#### Aim
Could you copy out, word for word, everything in the listing below from the line containing "Indicate the road" down to the listing's last line, both included?

Dataset listing about object locations
§ §
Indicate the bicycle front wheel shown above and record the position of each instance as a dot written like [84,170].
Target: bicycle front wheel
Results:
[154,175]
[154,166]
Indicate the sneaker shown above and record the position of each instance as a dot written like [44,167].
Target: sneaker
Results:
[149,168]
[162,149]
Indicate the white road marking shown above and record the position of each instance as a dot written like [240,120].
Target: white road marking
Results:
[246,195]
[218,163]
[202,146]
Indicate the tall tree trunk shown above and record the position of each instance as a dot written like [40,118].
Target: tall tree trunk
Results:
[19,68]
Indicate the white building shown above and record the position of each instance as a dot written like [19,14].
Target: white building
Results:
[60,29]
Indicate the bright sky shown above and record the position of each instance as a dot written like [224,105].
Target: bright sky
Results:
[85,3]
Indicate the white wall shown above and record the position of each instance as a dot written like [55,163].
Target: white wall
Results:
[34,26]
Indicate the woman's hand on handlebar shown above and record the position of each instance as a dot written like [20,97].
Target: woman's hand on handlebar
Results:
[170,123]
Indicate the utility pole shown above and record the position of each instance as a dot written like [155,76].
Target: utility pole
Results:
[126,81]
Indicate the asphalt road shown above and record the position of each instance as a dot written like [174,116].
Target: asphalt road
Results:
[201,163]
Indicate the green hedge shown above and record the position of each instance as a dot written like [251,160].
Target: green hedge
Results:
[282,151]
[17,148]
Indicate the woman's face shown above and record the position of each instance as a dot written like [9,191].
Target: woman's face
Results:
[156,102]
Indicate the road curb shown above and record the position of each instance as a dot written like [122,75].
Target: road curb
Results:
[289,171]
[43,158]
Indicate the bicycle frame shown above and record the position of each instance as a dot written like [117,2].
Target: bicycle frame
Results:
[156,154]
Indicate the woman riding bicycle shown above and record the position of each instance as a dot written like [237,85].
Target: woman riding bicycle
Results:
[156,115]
§ §
#### The result
Indicate the road curb shown above and record the position of each instance as a dot written like [122,75].
Target: road curb
Results:
[289,171]
[43,158]
Indicate the bicycle frame shown above and record the position of each instance as a dot written like [117,2].
Target: bicycle frame
Results:
[156,154]
Indicate the woman riding bicycle shown above and record the position of each instance as a dot written like [237,85].
Target: woman riding bicycle
Results:
[156,115]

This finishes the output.